Task to complete »
Copy exactly the lines from the one containing "Where can the foliage" through the last line of the records, both included, and nothing more.

Available data »

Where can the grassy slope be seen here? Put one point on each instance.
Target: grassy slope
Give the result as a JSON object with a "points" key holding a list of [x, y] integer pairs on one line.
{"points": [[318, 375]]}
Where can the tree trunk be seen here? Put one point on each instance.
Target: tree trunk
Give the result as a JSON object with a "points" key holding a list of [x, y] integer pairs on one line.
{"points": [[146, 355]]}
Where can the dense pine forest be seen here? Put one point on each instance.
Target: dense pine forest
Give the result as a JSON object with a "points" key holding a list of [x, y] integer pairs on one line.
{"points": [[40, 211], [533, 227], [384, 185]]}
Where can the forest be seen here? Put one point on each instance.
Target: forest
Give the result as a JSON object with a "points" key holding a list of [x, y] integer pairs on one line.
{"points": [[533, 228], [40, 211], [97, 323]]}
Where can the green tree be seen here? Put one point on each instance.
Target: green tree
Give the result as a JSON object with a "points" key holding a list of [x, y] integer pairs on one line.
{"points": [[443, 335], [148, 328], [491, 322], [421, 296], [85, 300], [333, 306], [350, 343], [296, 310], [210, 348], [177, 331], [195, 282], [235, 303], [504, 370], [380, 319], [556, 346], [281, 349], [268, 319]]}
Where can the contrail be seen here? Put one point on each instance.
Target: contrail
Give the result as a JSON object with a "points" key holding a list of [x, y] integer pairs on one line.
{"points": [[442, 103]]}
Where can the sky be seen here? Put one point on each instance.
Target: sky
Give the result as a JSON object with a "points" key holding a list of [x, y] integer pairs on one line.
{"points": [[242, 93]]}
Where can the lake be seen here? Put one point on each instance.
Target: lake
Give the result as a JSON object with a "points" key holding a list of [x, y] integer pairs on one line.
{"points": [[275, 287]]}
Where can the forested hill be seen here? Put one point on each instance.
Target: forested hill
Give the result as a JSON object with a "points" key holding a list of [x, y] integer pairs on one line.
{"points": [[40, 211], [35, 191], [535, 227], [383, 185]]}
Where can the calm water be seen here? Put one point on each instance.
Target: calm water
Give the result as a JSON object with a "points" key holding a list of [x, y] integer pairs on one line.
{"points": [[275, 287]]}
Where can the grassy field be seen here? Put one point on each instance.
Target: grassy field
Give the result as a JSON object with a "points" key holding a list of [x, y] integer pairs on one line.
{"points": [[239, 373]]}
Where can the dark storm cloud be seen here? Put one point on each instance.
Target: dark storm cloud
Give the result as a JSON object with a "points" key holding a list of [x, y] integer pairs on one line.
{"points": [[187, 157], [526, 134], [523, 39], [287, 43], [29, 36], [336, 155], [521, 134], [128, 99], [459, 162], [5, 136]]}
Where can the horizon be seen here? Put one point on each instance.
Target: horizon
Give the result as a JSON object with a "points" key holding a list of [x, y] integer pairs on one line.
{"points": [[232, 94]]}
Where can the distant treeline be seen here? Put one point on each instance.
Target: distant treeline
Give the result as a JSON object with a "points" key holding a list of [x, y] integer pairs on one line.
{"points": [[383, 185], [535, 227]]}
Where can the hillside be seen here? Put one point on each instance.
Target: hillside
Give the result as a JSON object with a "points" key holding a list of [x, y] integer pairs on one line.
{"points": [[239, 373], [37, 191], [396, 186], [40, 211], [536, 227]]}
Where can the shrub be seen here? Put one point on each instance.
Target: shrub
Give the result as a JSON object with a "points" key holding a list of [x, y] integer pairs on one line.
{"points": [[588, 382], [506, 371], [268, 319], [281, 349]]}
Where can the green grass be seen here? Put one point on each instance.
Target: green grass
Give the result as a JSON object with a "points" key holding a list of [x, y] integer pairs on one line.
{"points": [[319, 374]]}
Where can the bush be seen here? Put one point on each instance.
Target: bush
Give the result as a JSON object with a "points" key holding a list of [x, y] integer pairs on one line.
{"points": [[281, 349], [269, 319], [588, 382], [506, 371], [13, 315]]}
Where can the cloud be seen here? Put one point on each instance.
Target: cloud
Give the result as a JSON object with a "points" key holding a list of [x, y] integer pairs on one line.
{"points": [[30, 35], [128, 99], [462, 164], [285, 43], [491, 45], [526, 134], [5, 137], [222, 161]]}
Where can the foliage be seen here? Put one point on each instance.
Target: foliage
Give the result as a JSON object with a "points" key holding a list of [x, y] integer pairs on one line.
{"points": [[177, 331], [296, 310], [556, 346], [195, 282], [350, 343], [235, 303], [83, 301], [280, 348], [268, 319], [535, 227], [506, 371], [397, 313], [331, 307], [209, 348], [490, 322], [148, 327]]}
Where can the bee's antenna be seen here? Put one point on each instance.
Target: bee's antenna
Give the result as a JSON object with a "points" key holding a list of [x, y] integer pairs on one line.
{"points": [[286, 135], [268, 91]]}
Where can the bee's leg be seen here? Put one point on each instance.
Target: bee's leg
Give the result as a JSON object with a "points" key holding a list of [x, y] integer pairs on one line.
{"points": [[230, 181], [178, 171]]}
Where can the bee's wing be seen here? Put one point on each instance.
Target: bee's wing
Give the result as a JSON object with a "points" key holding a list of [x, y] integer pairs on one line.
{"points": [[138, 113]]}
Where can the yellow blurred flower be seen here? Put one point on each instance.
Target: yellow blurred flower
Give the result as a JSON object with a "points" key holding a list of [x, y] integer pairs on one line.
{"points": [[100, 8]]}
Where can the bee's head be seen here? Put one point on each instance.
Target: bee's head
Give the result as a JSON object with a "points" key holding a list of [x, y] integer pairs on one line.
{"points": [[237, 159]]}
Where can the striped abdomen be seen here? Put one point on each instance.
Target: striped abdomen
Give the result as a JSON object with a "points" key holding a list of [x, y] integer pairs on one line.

Exercise solution »
Where can the foliage be seen here? Put one point on each instance.
Target: foliage
Give the result as a JSON object with a "points" key holding a list of [x, y] integer pairs on one line.
{"points": [[177, 331], [296, 310], [556, 346], [195, 282], [350, 343], [235, 303], [83, 301], [280, 348], [268, 319], [535, 227], [506, 371], [397, 313], [331, 307], [209, 348], [490, 322], [148, 327]]}
Where can the bee's antenna be seen here? Put one point on each instance.
Target: bee's antenna
Give the result as a JSON object with a "points" key holding a list of [x, y] integer pairs on one line.
{"points": [[286, 135], [268, 91]]}
Where can the bee's leg be seen here? Put one point on each instance.
Target: bee's leg
Give the result as a JSON object with a "points" key holding a list of [x, y] integer pairs on one line.
{"points": [[230, 181], [178, 171]]}
Where can the bee's wing be seen here? Put one point on each instance.
Target: bee's wing
Give the result as a JSON object with a "points" key holding a list of [x, y] integer pairs on one line.
{"points": [[138, 113]]}
Where can the yellow blurred flower be seen here? Put one point on each instance.
Target: yellow blurred flower
Give the result as a JSON object with a "points" key holding a list of [x, y] integer pairs on one line.
{"points": [[100, 8]]}
Where can the bee's head be seen here? Put one point on each instance.
Target: bee's head
Give the result as a JSON object with a "points" key holding a list of [x, y] integer pairs on one line.
{"points": [[237, 159]]}
Where can the striped abdomen be seen here? Put one point on each instance.
Target: striped abdomen
Give the result as a JSON object with a "points" key holding a list of [x, y] integer pairs on one line.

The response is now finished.